Selected passage:

Writing Common Core lesson plans from scratch takes time you don't have. You need something standards-aligned, ready to hand to an observer, and actually useful in the classroom. These free Common Core lesson plan templates give you exactly that, two Google Docs you can copy and use today, covering both math and ELA, built around what CCSS actually requires.
Get the free templates:
Click the link, then go to File > Make a copy. The template is yours to edit.
ّIncludes SMP checkboxes, conceptual task field, differentiation columns, and exit ticket
Includes text complexity fields, text-dependent question rows, evidence-based discussion, and writing task
What Makes a Common Core Lesson Plan CCSS-Aligned
"CCSS-aligned" means more than pasting a standard code into the header.
A genuinely Common Core lesson plan connects the standard to every major decision you make the learning objective, the tasks students complete, the questions you ask, and how you assess understanding. If you can swap out the standard code without changing anything else in the plan, the lesson isn't aligned. It's just labeled.
The Common Core State Standards were written to emphasize depth over coverage. In math, that means fewer topics explored more thoroughly, with a focus on conceptual understanding alongside procedural fluency. In ELA, it means reading complex texts closely, writing from evidence, and building knowledge across content areas.
Your lesson plan template needs to reflect that emphasis. A template designed for a different standards framework won't cut it even if it looks similar on the surface.
Here's what every CCSS lesson plan template should include:
The full standard code and text (not just the code, write out what the standard actually says)
A student-facing objective written in plain language ("I can..." statements work well)

List of tasks:
- 1) List each major planning decision that the text on Common Core lesson plans says a truly aligned plan ties the standard to.
- 2) Extend the text on Common Core lesson plans, picking up after its last line.

Listing:
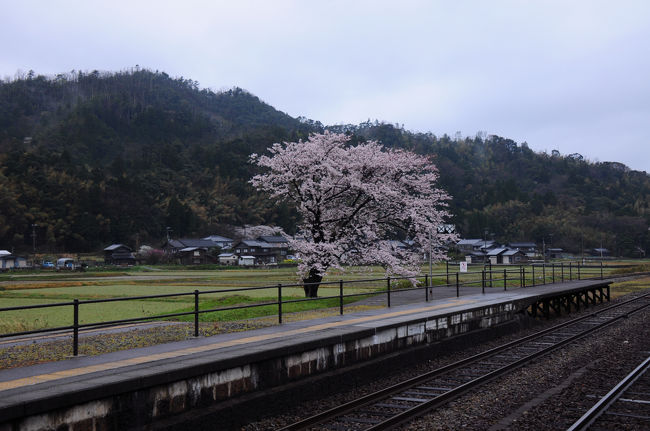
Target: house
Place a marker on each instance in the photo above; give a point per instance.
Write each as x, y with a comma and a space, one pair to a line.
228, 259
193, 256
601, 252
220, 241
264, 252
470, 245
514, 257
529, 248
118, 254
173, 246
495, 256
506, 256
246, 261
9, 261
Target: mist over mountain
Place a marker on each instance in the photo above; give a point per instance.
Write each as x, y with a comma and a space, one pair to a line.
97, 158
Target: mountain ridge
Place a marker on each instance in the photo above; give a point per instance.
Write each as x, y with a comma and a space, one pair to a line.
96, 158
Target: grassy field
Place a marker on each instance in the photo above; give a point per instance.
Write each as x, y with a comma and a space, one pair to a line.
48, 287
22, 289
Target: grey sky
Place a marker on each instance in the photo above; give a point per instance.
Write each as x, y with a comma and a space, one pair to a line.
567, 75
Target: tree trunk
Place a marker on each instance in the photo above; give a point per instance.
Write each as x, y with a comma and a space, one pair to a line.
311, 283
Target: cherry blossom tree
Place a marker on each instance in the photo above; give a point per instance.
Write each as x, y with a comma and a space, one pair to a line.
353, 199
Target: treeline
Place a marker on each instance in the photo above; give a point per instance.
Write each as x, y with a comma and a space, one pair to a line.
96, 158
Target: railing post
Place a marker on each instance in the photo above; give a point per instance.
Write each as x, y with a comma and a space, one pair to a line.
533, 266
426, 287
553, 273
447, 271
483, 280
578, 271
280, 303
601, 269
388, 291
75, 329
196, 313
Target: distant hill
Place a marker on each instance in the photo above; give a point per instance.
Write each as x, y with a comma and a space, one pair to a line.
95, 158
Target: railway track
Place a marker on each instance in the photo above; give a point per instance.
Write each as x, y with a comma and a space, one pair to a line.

==

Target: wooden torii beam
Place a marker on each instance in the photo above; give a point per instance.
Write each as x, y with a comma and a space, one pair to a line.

Replies:
- 1)
- the learning objective
- the tasks students complete
- the questions you ask
- how you assess understanding

- 2)
A clear connection between the standard and the task, what students are doing that demonstrates the standard
Formative assessment built into the lesson, not added as an afterthought
A closing activity that checks whether students hit the objective
Common Core Lesson Plan Templates by Grade Band
Different grade bands have different demands. A K-2 template looks nothing like a 9-12 template the standard complexity, reading load, and scaffolding expectations are completely different.
Use the template for your grade band as a starting point, then adjust based on your students' needs.
Elementary Common Core Lesson Plan Template (K–5)
Best for: Grades K–5, both math and ELA
Length: 45–60 minute lessons
Templates: Math · ELA both work for K–5, just adjust the standard and materials
Template sections:
Field | What to include |
|---|---|
Standard | Full CCSS code + standard text (e.g., CCSS.MATH.CONTENT.3.OA.A.1) |
Objective | "Students will be able to..." — one measurable skill |
Materials | Everything students and the teacher need |
Vocabulary | 3–5 key terms with student-friendly definitions |
Warm-up (5–10 min) | Activates prior knowledge; connects to the standard |
I Do (10–15 min) | Teacher models the skill explicitly |
We Do (10–15 min) | Guided practice — teacher and students together |
You Do (10–15 min) | Independent practice aligned to the standard |
Formative check | Exit ticket, whiteboard response, or quick oral check |
Differentiation | At least one support and one extension for the same task |
For K-2, add a "Vocabulary visuals" field CCSS ELA standards at those grades explicitly require building academic language, and a picture-supported word wall entry for each lesson keeps that visible.
Middle School Common Core Lesson Plan Template (6–8)
Best for: Grades 6–8, ELA and math
Length: 50–60 minute periods
Templates: Math · ELA the discussion protocol and evidence-based writing fields in both templates are designed with middle school complexity in mind
Middle school CCSS standards increase in complexity significantly. Your template needs space for text-based evidence in ELA and multi-step reasoning in math.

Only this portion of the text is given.